This appreciation is a fantastic opportunity for the analytics industry because it allows analysts to break free from the limitations of any one given data source and makes room for creativity process and measurement strategy in the pursuit of business intelligence.
This year marked the beginning of the end of siloed analysis, which will translate into a greater need for analysts to wear multiple hats and diversify their soft skills in order to leverage and manipulate online/web and offline/back-office data.
Not surprisingly, the rise of “big data” also gave rise to a complementary appreciation and increased need for “data scientists.” For those of us in the industry, this is where I think the greatest career growth opportunities will likely arise.
One of the key capabilities that distinguish a data scientist from an analytics expert is a deep understanding of statistics and probability, according to Econsultancy. Probability is an important concept to watch within the next 6-12 months, as the next logical step in the evolutionary ladder is optimization based on predictive analytics. The combination of all of these concepts such as “big data”, measurement science, and data science trends makes predictive analytics my hottest trend to watch in 2013.
In terms of pure web analytics evolution, this year seemed to carry over many of the existing capabilities that were launched towards the tail end of last year, allowing reporting capabilities and data insights to show positive return on previous investments in tools. For instance:
- Vendors have made incremental improvements to mobile analytics SDKs, allowing business to catch up and deploy releases that included tracking capabilities. With all the additional time and money invested in mobile experience, my expectation is that next year is when vendors will make their mark with true cross-platform and cross-browser visitor stitching and integrated multi-source and multi-platform attribution.
- Social media analytics didn’t make significant headways in 2012, except in the Obama campaign. My expectation for next year will be more robust social media insights from all the major tool vendors with the rumored access to all of Twitter’s historical fire hose. For start-ups late to the social analytics party, this is a potential game-changer.

» **Exercise 1**
Which concepts does the analytics trends passage say combine to make predictive analytics the hottest trend to watch in 2013?
» **Exercise 2**
In the analytics trends passage, what capability does Econsultancy say distinguishes a data scientist from an analytics expert?
» **Exercise 3**
Continue the analytics trends passage after its final sentence.
The entries have no connection to the analytics trends passage.

Point annotation dataset entries:
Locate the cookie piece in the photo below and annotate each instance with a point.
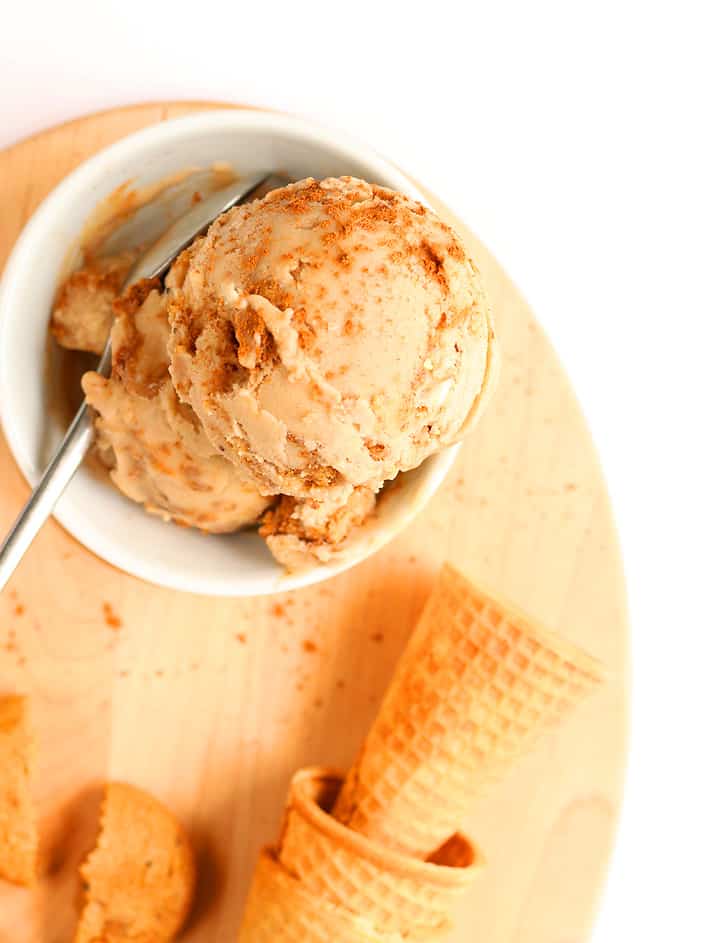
(18, 829)
(140, 878)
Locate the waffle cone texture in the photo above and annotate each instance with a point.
(325, 883)
(476, 687)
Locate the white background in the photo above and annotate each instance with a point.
(579, 140)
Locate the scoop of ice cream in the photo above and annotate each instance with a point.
(154, 445)
(301, 532)
(330, 336)
(83, 312)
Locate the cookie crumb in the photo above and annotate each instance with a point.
(112, 620)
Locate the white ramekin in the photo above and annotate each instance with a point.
(110, 525)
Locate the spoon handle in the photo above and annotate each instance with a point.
(79, 437)
(56, 477)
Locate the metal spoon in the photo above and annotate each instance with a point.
(79, 437)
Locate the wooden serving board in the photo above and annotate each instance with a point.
(211, 704)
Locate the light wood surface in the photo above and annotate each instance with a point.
(213, 704)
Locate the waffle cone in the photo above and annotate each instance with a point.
(281, 910)
(394, 891)
(477, 685)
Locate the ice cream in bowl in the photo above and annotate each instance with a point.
(291, 394)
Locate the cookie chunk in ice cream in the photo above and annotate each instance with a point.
(155, 447)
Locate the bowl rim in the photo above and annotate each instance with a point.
(90, 173)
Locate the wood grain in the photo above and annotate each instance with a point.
(212, 704)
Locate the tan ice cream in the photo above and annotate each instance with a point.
(154, 445)
(310, 347)
(328, 337)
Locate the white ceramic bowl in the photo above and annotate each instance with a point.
(110, 525)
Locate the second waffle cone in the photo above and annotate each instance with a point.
(476, 686)
(392, 891)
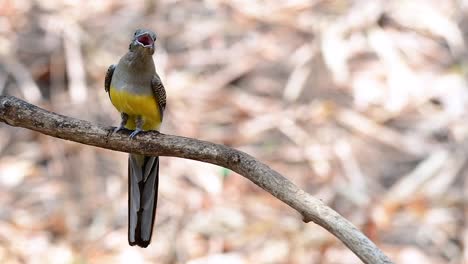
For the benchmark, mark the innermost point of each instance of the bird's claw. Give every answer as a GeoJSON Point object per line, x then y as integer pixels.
{"type": "Point", "coordinates": [134, 133]}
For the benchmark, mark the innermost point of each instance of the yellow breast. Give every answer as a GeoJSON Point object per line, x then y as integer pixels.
{"type": "Point", "coordinates": [137, 105]}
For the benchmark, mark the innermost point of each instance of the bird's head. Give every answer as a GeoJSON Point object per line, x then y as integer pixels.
{"type": "Point", "coordinates": [143, 41]}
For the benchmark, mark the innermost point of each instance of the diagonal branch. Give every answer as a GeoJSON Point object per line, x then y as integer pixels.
{"type": "Point", "coordinates": [16, 112]}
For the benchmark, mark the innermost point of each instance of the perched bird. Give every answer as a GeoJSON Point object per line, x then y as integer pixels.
{"type": "Point", "coordinates": [136, 91]}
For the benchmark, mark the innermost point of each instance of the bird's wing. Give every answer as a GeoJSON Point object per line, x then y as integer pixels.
{"type": "Point", "coordinates": [110, 72]}
{"type": "Point", "coordinates": [159, 92]}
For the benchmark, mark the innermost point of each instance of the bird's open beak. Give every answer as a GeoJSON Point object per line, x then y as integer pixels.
{"type": "Point", "coordinates": [145, 40]}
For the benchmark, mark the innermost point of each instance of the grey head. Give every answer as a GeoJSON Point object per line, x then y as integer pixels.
{"type": "Point", "coordinates": [143, 42]}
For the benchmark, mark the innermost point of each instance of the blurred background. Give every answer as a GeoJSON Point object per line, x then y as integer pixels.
{"type": "Point", "coordinates": [361, 103]}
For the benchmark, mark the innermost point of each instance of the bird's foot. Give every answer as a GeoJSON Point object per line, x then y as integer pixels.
{"type": "Point", "coordinates": [134, 133]}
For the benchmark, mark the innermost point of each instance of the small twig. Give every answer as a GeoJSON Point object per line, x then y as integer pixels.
{"type": "Point", "coordinates": [16, 112]}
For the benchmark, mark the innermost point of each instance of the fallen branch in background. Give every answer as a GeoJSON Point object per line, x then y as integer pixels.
{"type": "Point", "coordinates": [16, 112]}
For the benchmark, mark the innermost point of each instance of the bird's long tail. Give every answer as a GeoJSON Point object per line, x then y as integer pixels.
{"type": "Point", "coordinates": [143, 177]}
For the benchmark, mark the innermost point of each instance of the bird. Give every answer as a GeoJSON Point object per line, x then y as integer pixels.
{"type": "Point", "coordinates": [136, 91]}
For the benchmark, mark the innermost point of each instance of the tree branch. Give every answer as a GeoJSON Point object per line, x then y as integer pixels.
{"type": "Point", "coordinates": [16, 112]}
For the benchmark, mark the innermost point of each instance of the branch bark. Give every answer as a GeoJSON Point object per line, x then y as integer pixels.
{"type": "Point", "coordinates": [16, 112]}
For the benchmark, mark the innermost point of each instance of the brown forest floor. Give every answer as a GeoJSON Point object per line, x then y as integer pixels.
{"type": "Point", "coordinates": [361, 103]}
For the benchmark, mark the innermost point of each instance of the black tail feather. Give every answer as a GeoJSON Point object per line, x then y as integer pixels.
{"type": "Point", "coordinates": [143, 178]}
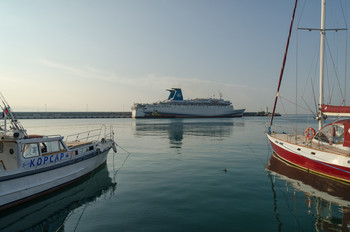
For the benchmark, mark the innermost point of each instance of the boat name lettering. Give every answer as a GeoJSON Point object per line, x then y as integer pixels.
{"type": "Point", "coordinates": [45, 160]}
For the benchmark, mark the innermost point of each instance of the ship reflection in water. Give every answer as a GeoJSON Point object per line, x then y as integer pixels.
{"type": "Point", "coordinates": [329, 200]}
{"type": "Point", "coordinates": [176, 129]}
{"type": "Point", "coordinates": [49, 212]}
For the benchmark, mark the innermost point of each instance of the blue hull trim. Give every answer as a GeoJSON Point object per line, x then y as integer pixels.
{"type": "Point", "coordinates": [164, 115]}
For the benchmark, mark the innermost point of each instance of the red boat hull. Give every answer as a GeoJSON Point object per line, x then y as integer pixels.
{"type": "Point", "coordinates": [325, 169]}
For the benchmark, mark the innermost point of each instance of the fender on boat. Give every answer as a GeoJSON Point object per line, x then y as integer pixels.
{"type": "Point", "coordinates": [114, 147]}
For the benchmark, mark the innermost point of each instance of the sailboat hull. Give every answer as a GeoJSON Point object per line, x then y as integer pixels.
{"type": "Point", "coordinates": [332, 165]}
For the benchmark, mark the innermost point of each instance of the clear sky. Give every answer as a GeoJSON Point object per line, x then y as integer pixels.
{"type": "Point", "coordinates": [105, 55]}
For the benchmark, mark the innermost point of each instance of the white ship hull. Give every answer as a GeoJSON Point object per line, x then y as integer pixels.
{"type": "Point", "coordinates": [186, 111]}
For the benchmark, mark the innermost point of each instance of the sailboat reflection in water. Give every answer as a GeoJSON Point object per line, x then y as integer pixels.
{"type": "Point", "coordinates": [328, 200]}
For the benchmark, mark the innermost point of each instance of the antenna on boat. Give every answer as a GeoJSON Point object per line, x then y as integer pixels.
{"type": "Point", "coordinates": [8, 112]}
{"type": "Point", "coordinates": [322, 40]}
{"type": "Point", "coordinates": [284, 62]}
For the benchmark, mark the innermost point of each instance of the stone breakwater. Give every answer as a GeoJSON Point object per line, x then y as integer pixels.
{"type": "Point", "coordinates": [63, 115]}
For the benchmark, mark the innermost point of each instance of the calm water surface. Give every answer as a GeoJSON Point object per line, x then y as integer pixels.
{"type": "Point", "coordinates": [186, 175]}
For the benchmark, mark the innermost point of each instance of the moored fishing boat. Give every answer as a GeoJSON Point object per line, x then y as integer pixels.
{"type": "Point", "coordinates": [34, 165]}
{"type": "Point", "coordinates": [176, 107]}
{"type": "Point", "coordinates": [326, 151]}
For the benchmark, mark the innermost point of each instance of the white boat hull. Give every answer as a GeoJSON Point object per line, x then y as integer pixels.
{"type": "Point", "coordinates": [30, 185]}
{"type": "Point", "coordinates": [185, 111]}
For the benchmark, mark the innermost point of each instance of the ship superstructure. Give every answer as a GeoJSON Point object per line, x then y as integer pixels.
{"type": "Point", "coordinates": [176, 107]}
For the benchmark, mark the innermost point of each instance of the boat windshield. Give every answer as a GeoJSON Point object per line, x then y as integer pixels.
{"type": "Point", "coordinates": [30, 150]}
{"type": "Point", "coordinates": [332, 134]}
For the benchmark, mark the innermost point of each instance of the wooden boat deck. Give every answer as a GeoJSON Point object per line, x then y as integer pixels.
{"type": "Point", "coordinates": [74, 144]}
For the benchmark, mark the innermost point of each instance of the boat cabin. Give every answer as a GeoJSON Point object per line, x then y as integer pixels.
{"type": "Point", "coordinates": [31, 151]}
{"type": "Point", "coordinates": [336, 134]}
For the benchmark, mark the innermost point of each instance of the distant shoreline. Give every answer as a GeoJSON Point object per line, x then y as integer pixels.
{"type": "Point", "coordinates": [80, 115]}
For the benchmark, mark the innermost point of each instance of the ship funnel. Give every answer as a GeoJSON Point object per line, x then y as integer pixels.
{"type": "Point", "coordinates": [175, 94]}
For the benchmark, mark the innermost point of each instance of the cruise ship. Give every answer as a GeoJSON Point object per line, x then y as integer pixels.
{"type": "Point", "coordinates": [176, 107]}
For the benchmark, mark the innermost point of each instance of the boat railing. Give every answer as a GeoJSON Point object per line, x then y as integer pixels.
{"type": "Point", "coordinates": [290, 133]}
{"type": "Point", "coordinates": [95, 134]}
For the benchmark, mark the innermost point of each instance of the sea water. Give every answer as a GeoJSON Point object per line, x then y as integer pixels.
{"type": "Point", "coordinates": [184, 175]}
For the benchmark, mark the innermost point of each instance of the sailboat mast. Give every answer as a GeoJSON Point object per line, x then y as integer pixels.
{"type": "Point", "coordinates": [322, 42]}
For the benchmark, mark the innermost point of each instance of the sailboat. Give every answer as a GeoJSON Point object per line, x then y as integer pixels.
{"type": "Point", "coordinates": [326, 151]}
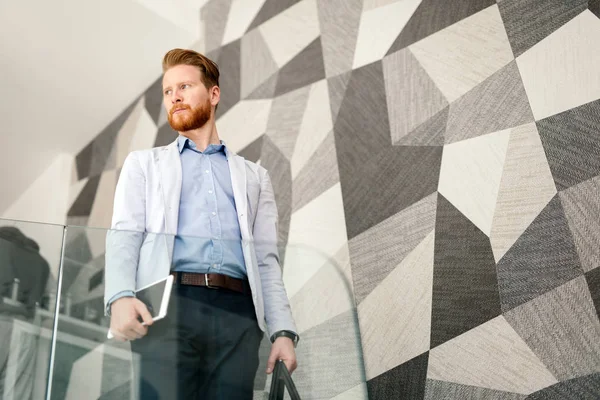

» **Exercise output 1**
"big data", measurement science, data science trends

» **Exercise output 2**
A deep understanding of statistics and probability.

» **Exercise output 3**
- Optimization, user testing, and profiling are three technologies and techniques that continue to hold their own this year. Jim Sterne put it quite eloquently when he said, “we’re done with experimenting with experimentation and entering an era of analytics management.”
Unlike the baby steps mentioned above, the one glaring exception of a technology that is primed for a blowout year in 2013 is Tag Management. This year, many analytics vendors started offering their tag management solutions for free in an attempt to decrease the interest in vendors such as Ensighten, Tealium, Tagman… the list goes on. Even Google is in on the action! Keep an eye on tag management in 2013, as we can likely expect several new start-ups and significant mergers and acquisitions in this area.
If there’s one thing I want to leave you with for the New Year, its optimism.
The good news for the analytics industry as a whole is that our concerns over the privacy debate seem to be fizzling out. That’s not to say we don’t still have significant work ahead to protect our children and personal information, but at least the industry has come to terms with understanding the regulative/legislative values and aren’t panicking anymore. Governments and solution providers, especially in the EU, have come to terms with what it means to be compliant and are working on very creative solutions that should provide a nice compromise for 2013.